● **YOUR GOAL**: Exact copies of the lines from the line containing "Question. Indicate a point on each instance of the man's face" through the last line of the entries below are the whole answer.

________________________________________

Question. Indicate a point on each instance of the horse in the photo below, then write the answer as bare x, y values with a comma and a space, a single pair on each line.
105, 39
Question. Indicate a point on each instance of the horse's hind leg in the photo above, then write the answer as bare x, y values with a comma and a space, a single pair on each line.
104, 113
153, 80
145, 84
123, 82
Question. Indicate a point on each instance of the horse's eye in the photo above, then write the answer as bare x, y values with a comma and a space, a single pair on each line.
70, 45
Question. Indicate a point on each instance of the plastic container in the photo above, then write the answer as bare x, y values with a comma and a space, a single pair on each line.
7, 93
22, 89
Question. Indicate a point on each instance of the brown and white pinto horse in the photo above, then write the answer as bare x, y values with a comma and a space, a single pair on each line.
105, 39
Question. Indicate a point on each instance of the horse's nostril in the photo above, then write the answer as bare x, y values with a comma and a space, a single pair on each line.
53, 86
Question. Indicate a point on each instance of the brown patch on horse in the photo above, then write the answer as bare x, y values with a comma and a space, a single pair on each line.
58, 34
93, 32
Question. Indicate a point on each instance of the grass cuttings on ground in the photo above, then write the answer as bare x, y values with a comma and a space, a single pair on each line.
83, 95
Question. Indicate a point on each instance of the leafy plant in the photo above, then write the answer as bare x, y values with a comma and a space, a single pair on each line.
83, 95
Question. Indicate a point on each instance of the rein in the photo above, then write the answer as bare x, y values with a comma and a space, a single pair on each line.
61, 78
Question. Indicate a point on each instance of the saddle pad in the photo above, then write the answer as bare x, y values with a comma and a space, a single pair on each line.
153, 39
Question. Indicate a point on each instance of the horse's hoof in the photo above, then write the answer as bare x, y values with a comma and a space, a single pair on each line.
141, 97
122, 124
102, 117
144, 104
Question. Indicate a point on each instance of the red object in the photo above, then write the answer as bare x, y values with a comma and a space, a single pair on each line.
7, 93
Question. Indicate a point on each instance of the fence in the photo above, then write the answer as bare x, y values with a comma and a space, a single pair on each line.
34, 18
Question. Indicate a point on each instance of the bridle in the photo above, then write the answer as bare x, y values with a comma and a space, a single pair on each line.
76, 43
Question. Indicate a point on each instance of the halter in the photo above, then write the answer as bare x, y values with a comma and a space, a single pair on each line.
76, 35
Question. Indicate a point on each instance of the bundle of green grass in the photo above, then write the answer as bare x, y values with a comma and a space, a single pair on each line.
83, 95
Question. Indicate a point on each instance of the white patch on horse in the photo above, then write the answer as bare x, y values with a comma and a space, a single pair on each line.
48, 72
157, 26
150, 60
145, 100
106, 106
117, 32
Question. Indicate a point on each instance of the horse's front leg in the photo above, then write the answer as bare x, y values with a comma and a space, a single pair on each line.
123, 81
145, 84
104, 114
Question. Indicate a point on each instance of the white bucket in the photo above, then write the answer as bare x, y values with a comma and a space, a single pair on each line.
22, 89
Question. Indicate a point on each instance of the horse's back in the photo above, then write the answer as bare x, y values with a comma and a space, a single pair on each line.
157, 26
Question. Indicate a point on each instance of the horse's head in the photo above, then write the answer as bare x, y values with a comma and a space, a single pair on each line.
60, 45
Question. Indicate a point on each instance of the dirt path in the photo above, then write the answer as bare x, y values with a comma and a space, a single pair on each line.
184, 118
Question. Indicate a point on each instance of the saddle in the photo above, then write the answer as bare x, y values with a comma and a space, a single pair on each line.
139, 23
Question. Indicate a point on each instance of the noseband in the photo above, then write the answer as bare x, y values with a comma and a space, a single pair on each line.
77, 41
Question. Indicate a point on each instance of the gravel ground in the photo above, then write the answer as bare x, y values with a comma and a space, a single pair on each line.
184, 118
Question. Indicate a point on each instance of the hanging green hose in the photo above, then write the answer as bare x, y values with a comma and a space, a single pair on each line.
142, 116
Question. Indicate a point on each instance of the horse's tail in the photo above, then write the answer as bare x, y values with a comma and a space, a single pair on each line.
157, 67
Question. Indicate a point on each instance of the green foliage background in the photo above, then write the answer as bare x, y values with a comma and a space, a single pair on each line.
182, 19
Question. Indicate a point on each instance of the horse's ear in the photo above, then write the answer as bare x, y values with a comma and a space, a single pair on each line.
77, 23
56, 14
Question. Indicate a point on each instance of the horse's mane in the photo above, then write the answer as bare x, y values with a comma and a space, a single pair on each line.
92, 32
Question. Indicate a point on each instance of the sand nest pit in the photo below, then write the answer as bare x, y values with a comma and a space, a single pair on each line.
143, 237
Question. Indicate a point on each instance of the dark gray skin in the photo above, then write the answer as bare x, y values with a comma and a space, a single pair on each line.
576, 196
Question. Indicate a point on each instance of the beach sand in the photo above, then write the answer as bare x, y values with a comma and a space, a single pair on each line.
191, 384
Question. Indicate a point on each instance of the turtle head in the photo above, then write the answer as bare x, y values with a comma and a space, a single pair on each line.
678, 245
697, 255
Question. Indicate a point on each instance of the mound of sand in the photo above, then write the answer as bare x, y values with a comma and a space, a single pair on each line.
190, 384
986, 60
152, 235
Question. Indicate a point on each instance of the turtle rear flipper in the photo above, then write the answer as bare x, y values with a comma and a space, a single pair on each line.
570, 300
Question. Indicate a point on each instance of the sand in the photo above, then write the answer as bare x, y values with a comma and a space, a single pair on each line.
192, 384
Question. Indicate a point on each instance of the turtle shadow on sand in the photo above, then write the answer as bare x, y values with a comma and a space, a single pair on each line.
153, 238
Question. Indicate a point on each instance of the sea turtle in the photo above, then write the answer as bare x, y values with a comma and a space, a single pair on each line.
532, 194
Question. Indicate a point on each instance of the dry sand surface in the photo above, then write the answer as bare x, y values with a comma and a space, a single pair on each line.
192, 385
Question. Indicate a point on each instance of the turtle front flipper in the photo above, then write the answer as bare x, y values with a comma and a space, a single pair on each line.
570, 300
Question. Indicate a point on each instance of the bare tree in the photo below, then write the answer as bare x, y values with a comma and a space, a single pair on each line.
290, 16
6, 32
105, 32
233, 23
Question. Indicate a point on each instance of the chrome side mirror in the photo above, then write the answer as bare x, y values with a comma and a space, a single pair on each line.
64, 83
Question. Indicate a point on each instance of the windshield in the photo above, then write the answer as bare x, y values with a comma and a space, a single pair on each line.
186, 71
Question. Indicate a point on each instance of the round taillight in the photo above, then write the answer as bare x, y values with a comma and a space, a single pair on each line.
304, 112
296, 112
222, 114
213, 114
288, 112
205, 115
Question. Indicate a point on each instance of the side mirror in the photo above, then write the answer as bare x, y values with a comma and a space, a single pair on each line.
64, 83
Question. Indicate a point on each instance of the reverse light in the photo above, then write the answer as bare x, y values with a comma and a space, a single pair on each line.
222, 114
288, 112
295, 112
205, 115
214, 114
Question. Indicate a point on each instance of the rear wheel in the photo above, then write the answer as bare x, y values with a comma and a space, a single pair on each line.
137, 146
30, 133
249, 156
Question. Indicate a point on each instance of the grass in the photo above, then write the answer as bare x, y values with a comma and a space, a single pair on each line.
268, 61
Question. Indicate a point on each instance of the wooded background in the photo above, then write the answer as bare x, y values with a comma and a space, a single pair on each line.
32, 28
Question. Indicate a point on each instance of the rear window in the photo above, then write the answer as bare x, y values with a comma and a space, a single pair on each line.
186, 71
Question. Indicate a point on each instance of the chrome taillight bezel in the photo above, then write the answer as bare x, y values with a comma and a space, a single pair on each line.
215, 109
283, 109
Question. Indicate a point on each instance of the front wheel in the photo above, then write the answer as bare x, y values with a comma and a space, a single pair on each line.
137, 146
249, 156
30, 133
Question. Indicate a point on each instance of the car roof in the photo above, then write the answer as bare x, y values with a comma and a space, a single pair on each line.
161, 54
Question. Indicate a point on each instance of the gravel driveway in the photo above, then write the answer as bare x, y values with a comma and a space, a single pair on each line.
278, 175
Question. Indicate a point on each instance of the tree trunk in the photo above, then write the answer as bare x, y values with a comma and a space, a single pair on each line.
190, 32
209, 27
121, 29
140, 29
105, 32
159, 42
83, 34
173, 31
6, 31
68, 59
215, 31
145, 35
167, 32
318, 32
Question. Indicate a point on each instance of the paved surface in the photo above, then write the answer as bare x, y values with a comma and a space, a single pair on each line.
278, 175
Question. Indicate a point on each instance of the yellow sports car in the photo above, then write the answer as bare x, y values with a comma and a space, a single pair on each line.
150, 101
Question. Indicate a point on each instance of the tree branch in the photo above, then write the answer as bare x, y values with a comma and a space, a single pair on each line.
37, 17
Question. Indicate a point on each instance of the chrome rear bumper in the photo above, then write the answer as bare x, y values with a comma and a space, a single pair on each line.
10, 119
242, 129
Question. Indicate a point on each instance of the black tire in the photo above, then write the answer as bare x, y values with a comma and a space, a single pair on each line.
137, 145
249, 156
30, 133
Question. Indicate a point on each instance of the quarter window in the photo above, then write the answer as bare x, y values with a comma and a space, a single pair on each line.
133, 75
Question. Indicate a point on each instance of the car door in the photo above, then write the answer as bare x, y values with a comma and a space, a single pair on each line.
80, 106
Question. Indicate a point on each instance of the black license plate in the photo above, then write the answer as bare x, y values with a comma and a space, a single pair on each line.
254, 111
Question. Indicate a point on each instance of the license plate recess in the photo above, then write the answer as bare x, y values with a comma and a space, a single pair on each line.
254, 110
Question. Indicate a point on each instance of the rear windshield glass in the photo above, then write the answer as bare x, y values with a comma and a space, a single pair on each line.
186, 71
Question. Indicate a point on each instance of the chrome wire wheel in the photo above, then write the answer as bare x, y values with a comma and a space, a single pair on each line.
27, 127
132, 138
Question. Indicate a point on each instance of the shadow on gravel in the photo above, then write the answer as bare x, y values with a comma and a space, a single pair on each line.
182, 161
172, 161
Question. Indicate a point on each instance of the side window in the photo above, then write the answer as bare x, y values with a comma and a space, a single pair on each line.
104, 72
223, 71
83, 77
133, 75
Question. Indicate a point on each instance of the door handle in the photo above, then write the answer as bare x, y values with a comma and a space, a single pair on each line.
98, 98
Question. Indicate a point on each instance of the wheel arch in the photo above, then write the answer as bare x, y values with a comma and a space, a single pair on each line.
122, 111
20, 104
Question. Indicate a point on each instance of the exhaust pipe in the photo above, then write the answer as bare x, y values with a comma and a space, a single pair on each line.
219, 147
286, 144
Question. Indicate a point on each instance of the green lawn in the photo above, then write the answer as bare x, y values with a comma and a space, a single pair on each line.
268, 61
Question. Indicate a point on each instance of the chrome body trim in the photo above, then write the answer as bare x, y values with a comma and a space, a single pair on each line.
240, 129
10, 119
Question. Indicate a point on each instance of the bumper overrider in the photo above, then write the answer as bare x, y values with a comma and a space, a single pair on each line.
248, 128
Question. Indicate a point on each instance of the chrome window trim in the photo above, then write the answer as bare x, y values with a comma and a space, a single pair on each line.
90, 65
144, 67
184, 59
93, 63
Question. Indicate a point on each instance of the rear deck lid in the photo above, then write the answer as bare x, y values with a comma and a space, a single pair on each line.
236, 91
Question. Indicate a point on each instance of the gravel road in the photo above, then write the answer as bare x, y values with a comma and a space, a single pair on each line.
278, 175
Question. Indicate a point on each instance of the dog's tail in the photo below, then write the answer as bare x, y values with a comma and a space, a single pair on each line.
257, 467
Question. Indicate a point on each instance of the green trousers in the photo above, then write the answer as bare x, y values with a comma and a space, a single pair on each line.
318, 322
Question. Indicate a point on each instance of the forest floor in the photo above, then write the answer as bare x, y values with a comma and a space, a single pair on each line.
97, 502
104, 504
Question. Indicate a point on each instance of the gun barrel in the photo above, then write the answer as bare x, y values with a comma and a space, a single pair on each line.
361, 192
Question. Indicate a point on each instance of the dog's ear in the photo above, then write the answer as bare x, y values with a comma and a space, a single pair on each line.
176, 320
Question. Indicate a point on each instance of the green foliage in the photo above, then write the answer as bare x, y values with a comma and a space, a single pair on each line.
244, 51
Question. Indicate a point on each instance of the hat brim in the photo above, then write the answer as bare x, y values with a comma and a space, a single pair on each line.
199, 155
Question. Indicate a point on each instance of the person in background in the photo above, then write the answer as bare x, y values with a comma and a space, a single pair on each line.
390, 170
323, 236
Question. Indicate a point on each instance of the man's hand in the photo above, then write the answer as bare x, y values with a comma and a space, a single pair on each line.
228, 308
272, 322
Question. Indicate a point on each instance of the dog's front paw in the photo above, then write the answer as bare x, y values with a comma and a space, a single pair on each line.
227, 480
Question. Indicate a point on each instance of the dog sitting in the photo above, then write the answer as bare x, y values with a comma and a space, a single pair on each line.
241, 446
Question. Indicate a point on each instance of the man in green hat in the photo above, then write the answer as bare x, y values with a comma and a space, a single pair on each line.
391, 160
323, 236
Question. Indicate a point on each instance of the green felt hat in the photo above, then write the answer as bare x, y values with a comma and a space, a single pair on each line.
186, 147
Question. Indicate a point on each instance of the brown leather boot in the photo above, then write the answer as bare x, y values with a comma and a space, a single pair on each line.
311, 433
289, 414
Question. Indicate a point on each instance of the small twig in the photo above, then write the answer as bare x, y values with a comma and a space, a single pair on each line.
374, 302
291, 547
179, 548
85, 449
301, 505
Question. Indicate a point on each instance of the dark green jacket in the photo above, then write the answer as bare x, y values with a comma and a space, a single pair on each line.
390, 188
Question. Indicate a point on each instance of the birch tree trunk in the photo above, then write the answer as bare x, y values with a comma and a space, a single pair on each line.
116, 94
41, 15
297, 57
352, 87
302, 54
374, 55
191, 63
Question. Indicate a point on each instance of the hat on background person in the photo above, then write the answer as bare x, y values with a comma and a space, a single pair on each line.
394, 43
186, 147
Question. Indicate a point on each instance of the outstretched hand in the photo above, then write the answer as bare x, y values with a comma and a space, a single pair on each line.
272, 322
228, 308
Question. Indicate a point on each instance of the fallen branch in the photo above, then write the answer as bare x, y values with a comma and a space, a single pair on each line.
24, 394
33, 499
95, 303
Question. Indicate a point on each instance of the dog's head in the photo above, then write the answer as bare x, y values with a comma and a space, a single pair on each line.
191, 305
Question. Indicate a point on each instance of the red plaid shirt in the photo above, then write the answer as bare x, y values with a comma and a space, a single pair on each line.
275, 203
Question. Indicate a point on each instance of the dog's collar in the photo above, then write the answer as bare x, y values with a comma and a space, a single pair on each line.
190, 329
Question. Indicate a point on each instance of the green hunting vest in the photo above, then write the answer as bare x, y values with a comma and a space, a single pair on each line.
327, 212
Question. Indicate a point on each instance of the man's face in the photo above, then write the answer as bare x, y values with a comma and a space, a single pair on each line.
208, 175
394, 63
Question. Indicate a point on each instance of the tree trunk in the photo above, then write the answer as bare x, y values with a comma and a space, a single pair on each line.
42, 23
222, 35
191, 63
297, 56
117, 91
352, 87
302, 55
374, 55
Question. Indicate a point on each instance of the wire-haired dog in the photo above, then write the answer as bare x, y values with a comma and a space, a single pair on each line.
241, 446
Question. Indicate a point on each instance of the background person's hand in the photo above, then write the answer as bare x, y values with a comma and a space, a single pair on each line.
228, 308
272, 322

________________________________________

● **WRITTEN ANSWER**:
Question. Indicate a point on each instance of the man's face in the photo above, then write the answer as bare x, y values with a comma and a space, a single pair on each line.
208, 175
394, 63
Question. Indicate a point on each instance of the tree trunk in the photo above, then write the answer as bare x, y values with a comma and a space, a single pair on each line.
42, 23
222, 35
191, 63
297, 56
117, 91
352, 87
302, 55
374, 55
Question. Indicate a point on each instance of the wire-haired dog in the photo above, then write the answer as bare x, y values with a comma and a space, a single pair on each line.
241, 446
Question. Indicate a point on each instance of the background person's hand in the photo above, then write the answer as bare x, y values with a comma and a space, a single pair on each line.
228, 308
272, 322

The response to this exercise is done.